▸ What you have to do: From the text on water sample chemistry, extract the passage starting at "Calcium (Ca2+) and" and ending at "with other cations.", word for word.

▸ Text excerpt:
Results and discussion

Physicochemical characteristics of water samples

The major ion concentrations and significant physicochemical parameters of all water samples (main river, streams, and springs) are presented in Table 1. The measured temperature values in the water samples were between 18 and 25.2 °C. The lowest T values were in the spring waters. The redox potentials of the water samples indicate an oxidizing environment with Eh values ranging from + 160 to + 222 mV. The calculated total dissolved solids (TDS) concentration in the water samples was in the range of 178–575 ppm, and the water samples had higher TDS values than the median TDS value of 120 mg/L noted for surface water (Langmuir 1997). However, the most of values are below the permissible limit (500 mg/L) set by the USEPA. This shows that the waters of the study area are fresh. As shown in Table 1, the water samples had pH values varying between 7.60 and 8.35. The USEPA (2018) and WHO (2008, 2011) standards stated that the pH of drinking water should be in the pH range of 6.5–8.5. The pH values of all water samples, including spring water, fell within the recommended range determined by the USEPA and WHO (Table 1). The concentration of Si in the waters was generally low. Its minimum and maximum values were 6.64 mg/L and 14.52 ppm, respectively. The amount of aluminum (Al) varied, ranging from 12 to 69 ppb.

Table 1 Some physicochemical properties of the waters in Dereli (Giresun) area

Calcium (Ca2+) and magnesium (Mg2+), which are commonly present in natural waters, were the most abundant cations in the studied waters. The concentration of Ca ranged from 27.8–95.8 ppm. The highest value of 95.8 ppm was recorded at sample number 15 taken from river water. Ca was also a dominant cation in all of the waters. The Mg concentration was in the range of 5.7–40.3 ppm. The concentration of sodium (Na+) in nearly all of the samples was under the health-based value of 20 mg/L proposed by the USEPA for drinking water. The concentration of the potassium ion (K+) in natural fresh waters is generally lower than 10 mg/L (Hydrology Project 1999). The minimum and maximum concentrations of K+ in the studied waters are 0.83 ppm and 5.27 ppm, respectively, and K+ has the lowest concentration compared with other cations.

▸ Data provided:
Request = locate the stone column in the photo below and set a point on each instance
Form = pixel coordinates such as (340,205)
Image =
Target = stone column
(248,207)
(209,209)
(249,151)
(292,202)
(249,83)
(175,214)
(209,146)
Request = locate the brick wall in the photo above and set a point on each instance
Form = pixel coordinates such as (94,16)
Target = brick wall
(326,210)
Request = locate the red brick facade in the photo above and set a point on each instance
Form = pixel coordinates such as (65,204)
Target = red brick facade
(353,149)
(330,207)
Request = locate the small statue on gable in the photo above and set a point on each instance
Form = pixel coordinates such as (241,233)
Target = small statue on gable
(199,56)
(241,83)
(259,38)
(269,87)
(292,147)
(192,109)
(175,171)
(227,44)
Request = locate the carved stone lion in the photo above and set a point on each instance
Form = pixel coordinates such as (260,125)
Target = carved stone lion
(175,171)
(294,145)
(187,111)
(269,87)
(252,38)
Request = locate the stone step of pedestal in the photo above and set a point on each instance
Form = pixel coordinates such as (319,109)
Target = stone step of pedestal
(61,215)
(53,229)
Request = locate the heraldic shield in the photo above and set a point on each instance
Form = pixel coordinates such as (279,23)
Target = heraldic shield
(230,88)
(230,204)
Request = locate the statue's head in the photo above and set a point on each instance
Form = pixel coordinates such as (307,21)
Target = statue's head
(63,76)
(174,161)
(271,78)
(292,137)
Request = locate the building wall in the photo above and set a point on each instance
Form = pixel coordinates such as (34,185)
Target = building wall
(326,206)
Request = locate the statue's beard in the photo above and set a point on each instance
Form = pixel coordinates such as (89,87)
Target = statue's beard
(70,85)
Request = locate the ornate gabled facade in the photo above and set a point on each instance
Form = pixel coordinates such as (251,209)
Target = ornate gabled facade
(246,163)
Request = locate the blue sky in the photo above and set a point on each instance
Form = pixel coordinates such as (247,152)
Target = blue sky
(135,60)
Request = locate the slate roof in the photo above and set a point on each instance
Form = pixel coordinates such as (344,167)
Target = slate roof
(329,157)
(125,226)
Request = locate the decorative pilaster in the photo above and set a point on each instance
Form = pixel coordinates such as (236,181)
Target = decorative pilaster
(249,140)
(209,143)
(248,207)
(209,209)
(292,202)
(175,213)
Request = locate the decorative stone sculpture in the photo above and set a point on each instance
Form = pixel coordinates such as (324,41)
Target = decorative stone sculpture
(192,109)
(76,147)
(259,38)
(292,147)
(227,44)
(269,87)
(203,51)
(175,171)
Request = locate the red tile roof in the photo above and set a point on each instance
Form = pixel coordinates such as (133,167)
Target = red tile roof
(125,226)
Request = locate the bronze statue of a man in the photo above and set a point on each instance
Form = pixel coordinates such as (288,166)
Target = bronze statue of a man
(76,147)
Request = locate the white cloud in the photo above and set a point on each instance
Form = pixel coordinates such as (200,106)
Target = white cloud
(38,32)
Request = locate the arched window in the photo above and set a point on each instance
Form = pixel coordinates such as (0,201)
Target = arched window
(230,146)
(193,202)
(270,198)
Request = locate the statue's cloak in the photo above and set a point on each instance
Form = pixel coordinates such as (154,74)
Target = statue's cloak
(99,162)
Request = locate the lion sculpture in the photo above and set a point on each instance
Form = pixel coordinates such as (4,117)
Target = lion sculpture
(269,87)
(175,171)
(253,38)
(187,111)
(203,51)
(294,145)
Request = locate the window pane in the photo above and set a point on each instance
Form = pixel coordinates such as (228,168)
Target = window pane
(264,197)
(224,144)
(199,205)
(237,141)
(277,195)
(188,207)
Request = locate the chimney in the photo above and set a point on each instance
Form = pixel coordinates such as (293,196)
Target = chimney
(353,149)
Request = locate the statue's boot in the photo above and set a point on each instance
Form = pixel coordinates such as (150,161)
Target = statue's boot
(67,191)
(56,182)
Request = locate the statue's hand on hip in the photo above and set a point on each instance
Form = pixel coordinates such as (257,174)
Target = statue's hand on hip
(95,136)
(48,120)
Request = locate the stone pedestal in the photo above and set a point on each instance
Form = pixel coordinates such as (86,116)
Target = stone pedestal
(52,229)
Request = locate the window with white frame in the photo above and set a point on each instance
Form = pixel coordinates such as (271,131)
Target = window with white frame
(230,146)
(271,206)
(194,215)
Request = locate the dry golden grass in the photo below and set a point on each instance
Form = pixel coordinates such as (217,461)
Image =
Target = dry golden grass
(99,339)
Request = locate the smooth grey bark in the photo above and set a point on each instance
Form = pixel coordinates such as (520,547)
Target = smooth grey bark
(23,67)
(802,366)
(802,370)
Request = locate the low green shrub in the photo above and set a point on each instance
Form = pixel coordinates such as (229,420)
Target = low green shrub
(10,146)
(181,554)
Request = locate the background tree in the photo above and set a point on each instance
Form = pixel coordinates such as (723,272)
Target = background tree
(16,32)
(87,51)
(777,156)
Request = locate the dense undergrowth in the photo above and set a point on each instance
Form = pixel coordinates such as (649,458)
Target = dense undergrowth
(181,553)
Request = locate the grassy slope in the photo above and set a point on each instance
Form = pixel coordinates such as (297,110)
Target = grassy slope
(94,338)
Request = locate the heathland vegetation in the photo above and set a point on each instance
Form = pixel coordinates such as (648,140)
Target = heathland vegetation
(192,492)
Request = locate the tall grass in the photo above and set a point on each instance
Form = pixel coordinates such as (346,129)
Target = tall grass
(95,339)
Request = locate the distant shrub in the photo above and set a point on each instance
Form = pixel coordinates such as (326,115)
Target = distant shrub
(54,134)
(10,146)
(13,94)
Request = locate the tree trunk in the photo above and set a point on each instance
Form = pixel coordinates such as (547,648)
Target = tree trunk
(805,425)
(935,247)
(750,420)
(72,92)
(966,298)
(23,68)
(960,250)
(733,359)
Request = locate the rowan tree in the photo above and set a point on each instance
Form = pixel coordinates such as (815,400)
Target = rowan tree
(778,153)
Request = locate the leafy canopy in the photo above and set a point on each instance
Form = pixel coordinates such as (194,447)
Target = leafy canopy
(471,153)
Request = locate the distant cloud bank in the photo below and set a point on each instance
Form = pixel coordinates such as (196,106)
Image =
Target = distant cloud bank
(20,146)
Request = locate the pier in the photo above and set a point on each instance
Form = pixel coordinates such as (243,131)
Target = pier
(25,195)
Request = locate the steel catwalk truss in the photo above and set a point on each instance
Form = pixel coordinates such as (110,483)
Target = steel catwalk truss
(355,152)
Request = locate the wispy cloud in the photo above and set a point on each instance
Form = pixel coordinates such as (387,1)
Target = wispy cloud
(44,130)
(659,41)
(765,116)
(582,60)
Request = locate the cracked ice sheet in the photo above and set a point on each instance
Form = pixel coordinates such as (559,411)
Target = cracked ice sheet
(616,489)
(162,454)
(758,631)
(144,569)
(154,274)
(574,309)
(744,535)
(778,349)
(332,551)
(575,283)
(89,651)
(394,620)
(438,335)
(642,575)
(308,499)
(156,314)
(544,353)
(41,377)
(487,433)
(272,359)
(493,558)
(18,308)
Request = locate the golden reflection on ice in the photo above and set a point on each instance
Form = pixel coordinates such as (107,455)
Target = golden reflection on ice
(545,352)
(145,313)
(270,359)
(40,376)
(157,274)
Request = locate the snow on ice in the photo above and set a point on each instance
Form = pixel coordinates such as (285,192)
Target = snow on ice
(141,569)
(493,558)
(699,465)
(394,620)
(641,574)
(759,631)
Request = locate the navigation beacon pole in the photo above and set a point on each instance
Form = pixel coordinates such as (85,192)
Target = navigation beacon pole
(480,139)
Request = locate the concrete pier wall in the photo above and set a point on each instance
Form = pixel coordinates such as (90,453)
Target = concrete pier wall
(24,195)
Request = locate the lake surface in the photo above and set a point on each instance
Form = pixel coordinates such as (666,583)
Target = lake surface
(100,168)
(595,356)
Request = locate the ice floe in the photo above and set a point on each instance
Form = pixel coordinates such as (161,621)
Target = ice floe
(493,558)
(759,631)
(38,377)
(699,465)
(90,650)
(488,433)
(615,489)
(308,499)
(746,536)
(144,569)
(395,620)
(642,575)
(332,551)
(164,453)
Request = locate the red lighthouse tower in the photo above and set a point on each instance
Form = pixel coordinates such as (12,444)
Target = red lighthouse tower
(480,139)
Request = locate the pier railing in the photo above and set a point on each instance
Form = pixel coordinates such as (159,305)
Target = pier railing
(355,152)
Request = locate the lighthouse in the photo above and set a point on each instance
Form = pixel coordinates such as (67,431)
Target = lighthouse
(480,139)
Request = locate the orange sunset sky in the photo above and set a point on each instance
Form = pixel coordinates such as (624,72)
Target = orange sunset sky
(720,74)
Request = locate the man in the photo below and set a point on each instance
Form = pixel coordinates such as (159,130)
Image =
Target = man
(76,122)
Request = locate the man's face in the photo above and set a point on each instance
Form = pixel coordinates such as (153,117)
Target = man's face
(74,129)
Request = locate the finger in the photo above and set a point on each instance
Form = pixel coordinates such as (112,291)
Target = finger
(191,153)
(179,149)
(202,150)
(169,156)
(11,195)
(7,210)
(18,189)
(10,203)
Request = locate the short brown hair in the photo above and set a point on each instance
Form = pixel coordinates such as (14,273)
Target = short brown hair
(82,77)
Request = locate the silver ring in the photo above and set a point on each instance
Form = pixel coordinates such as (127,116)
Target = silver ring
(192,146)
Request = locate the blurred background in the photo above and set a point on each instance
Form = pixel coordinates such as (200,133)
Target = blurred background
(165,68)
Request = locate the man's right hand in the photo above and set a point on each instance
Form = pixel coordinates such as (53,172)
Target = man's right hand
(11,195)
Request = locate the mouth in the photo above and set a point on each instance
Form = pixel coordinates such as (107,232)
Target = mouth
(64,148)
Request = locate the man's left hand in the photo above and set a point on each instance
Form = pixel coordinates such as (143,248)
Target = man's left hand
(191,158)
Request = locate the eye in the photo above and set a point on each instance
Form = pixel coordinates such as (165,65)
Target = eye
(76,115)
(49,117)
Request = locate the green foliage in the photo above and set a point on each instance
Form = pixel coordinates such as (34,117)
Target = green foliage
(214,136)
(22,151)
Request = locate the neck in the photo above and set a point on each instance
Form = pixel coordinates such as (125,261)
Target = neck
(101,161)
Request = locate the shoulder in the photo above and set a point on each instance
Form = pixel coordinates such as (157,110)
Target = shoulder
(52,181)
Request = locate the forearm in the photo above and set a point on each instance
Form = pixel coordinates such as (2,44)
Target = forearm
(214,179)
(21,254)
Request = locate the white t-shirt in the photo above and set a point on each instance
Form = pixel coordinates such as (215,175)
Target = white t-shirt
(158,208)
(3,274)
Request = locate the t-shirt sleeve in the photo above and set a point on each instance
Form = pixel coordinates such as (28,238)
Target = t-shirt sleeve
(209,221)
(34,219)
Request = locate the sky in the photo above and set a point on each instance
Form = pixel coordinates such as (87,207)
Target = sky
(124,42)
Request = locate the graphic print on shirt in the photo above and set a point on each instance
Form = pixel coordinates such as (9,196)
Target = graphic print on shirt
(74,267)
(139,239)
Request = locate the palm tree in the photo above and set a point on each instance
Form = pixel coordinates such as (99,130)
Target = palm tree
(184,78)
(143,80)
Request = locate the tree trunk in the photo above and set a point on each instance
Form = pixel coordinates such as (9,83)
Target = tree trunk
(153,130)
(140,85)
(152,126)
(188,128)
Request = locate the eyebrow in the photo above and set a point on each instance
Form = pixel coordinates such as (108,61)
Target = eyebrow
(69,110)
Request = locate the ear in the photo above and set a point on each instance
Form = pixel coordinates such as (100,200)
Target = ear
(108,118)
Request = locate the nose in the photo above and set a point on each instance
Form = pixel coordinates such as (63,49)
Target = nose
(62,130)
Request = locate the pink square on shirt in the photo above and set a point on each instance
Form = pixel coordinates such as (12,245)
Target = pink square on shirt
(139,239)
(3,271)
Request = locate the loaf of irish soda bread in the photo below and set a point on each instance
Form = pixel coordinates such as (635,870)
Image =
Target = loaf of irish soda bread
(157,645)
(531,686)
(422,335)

▸ Task answer:
Calcium (Ca2+) and magnesium (Mg2+), which are commonly present in natural waters, were the most abundant cations in the studied waters. The concentration of Ca ranged from 27.8–95.8 ppm. The highest value of 95.8 ppm was recorded at sample number 15 taken from river water. Ca was also a dominant cation in all of the waters. The Mg concentration was in the range of 5.7–40.3 ppm. The concentration of sodium (Na+) in nearly all of the samples was under the health-based value of 20 mg/L proposed by the USEPA for drinking water. The concentration of the potassium ion (K+) in natural fresh waters is generally lower than 10 mg/L (Hydrology Project 1999). The minimum and maximum concentrations of K+ in the studied waters are 0.83 ppm and 5.27 ppm, respectively, and K+ has the lowest concentration compared with other cations.